- [Text excerpt]
Biraban, however, did not receive the gift of the Bone: “M’Gill the Black, informed me that he slept one night on the grave of a then recently buried Aborigine, in order to obtain the gift of the Bone which is supposed to enable the possessor to work wonders, especially in the art of the Physician. But, M’Gill was not favoured with the gift of the much coveted Holy-Bone”. (Letter from Threlkeld 31 June 1856, in Blair, 2003, 54).

There is a lot of fighting with settlers. Several of our mobs go to Yengo, Jerry’s Plains and Wollombi. As the violent frontier pushes many of our mob north, some find Tingha a “safe haven”. (descendant of William Bird “Little Breeches”, Gavi Duncan. See video)

Aborigines, disease and land hunger in the Brisbane Waters region. Charlewal and Dick guide an unnamed “excursionist” – a seeming land speculator – to Brisbane Waters. The party meets a group of Aboriginal people near Terrigal who are recovering from a terrible sickness. While all the survivors have to varying degrees suffered from the illness, one man tells that he is still “murri budgel” or very sick. The rest are young and plump. The visitor publishes his account of his travels with Charlewal and Dick, and his effusive evaluation of Brisbane Waters: “certainly there never was a lake that presented so many eligible sites for building on…the inexhaustible body of sea shells, offer a valuable manure for generations to come. It is difficult to believe the common opinion that these shells have been deposited by former natives, because it implies a populousness which the present state of the blacks would hardly warrant. We added to the heap, by prevailing on our blacks, Charlewal and Dick, to dive for mud oysters, and when roasted at the bush fire, they were excellent”. News of the visitor’s presence spreads far and wide. Before long, many Aboriginal men and women from “neighbouring tribes” gather around him. While some come from Wollembi, others walk longer distances. They ask for “bacco”, possibly in exchange for the resources he has taken (“Journal of an Excursion to Brisbane Water”, The Australian, 20 December 1826, with courtesy of Carl Hoipo, Wollombi Historical Society).


"Long Jacky” of the “Grengai Tribe” is one of the “original wild blacks” living in the Gresford area when the Boydel family first arrive in 1826. (Maitland Mercury, 26 April 1894, courtesy of Carl Hoipo, Wollombi Historical Society).

Two Aboriginal men are apprehended by Lieut Lowe of the Mounted Police on suspicion of their involvement in a murder at Putty. They are sent to Newcastle. (Maitland Mercury, 17 August 1826, compliments of Ian Webb, Maitland Historical Society).

Principal clerk in the colonial secretary's office, James Atkinson publishes in London his illustrated Account of the State of Agriculture and Grazing in New South Wales. This expansionist treatise flags Wollombi as a place of “fine valleys, well watered”, the First Branch of the Hawkesbury River as providing “fresh water” and the lower Hunter valley as “open elevated Forest Country”. (Atkinson, 1826).

Spatial localization data
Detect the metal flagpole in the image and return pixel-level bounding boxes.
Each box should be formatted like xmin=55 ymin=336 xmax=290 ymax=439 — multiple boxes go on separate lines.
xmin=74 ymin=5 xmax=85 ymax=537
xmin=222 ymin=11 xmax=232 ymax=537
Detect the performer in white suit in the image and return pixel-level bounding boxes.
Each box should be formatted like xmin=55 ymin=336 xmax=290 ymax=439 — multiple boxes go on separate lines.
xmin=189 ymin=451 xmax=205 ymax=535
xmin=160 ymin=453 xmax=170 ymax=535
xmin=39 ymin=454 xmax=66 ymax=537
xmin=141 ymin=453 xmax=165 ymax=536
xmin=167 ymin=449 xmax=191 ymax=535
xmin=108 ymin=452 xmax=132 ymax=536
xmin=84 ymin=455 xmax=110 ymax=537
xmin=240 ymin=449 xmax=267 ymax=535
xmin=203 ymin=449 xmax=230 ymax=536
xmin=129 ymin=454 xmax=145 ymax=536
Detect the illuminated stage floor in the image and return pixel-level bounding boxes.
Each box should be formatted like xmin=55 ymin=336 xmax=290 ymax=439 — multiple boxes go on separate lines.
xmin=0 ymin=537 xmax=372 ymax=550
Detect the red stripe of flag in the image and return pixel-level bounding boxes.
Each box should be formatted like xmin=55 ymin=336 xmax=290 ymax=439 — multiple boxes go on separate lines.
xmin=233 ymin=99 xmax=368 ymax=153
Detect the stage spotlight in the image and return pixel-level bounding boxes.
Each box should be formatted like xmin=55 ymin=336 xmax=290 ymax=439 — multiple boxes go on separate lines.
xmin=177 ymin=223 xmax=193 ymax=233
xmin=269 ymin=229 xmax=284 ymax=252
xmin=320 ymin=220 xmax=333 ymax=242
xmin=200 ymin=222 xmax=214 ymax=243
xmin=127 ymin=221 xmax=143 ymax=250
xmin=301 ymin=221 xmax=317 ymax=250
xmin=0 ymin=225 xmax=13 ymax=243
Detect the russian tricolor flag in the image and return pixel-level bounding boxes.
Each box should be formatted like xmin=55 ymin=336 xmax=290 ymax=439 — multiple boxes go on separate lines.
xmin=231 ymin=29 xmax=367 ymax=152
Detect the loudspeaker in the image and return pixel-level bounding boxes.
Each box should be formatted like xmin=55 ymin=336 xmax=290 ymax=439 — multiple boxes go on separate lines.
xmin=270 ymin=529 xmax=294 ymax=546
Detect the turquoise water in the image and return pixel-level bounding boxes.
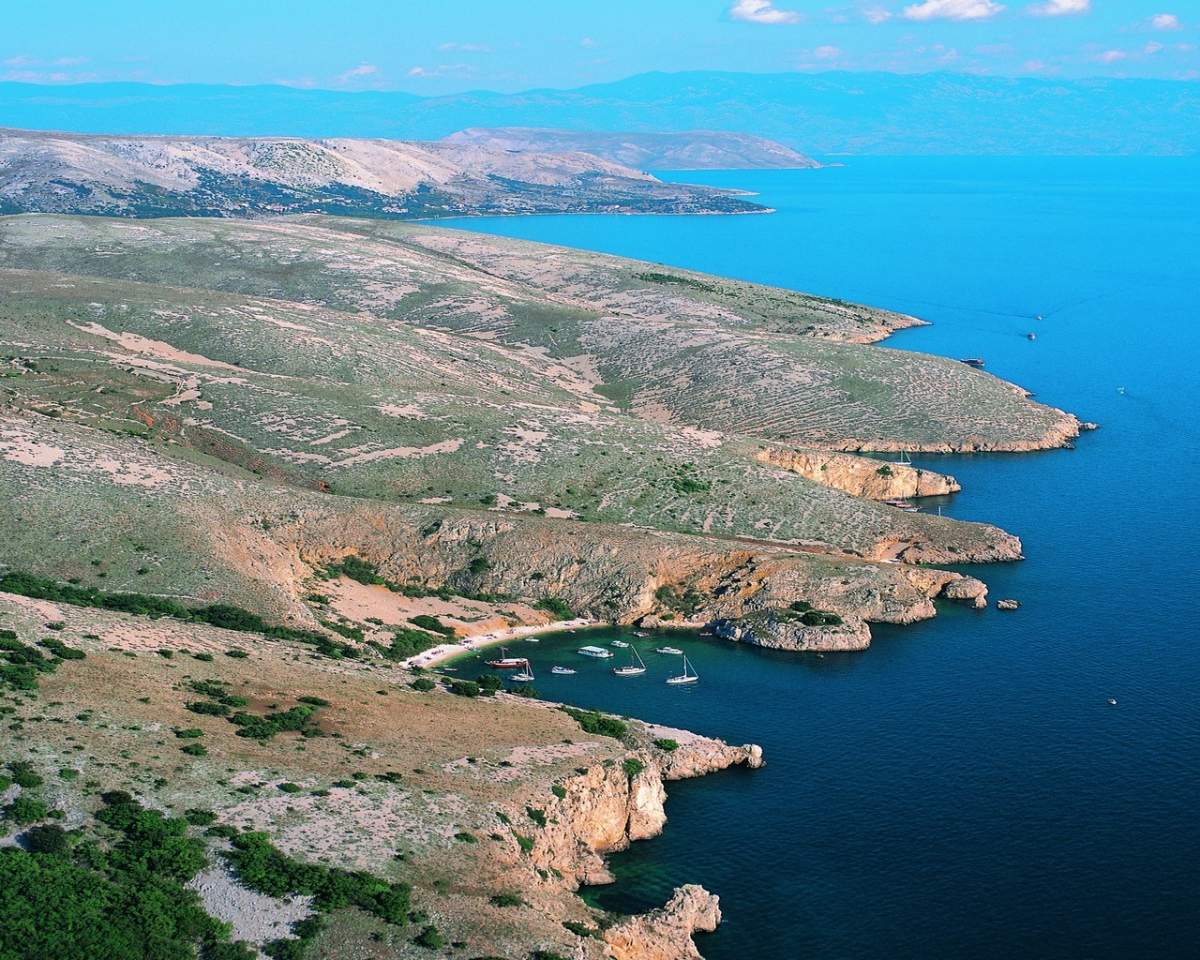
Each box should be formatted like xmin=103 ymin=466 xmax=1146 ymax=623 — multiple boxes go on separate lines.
xmin=444 ymin=158 xmax=1200 ymax=960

- [Tasks and exercises]
#1 In the frontier history excerpt, where were the two Aboriginal men apprehended by Lieut Lowe sent?
#2 Resume the frontier history excerpt from the point where it stops.
None of these rows are needed for the work that comes next.

- [Responses in order]
#1 They were sent to Newcastle.

#2
Frontier conflict in the Hunter region. Approximately two years after the “Bathurst Wars”, frontier clashes mount in the Hunter region. In September 1826, Rev Threlkeld observes that: “war has commenced … against the Aborigines of this land. Yesterday a party of 40 soldiers were ordered to the interior…three families have suffered by the blacks but the particulars I cannot yet ascertain” (Threlkeld, September 1826, courtesy of Wollombi Historical Society). Two years later, Threlkeld puts detailed particulars on record: “The list given consists of 15 Europeans killed by the Aborigines from 1832 to the present year 1838…whilst a secret hostile process has been encouraged and carried on against the Blacks by lawless Europeans…the loss of upward of 500 Aborigines within the last two years” (Threlkeld, Concluding Remarks 1838, 145, courtesy of Wollombi Historical Society).

The Great North Road. Wealthy settlers of the Hunter Valley petition Governor Ralph Darling to survey a fit place and direction for a Road from Parramatta to Hunters River. By mid-1820s, most of the good land around Sydney and out to the west is taken up. Between Sydney and the Hunter River is a maze of sandstone mountains with deep gorges and razor-back ridges that end suddenly in towering bluffs. Settlers swim their stock over the Hawkesbury River and make their way along rugged creeks. Thousands of convicts are employed to build the Great North Road over nearly 10 years. Construction commences with a workforce of 63 men at Castle Hill. The majority are convicts in chain gangs.

Richard Wiseman establishes an Inn at the head of the Wollombi. MWPA, 91

Painter Conrad Martens produces two paintings of the Hawkesbury River near Wiseman’s Ferry to mark the completion of the Great North Road. When viewed together, these two works tell a before-and-after story that celebrates colonial improvement of an Aboriginal “wilderness”. (NLA and NGV)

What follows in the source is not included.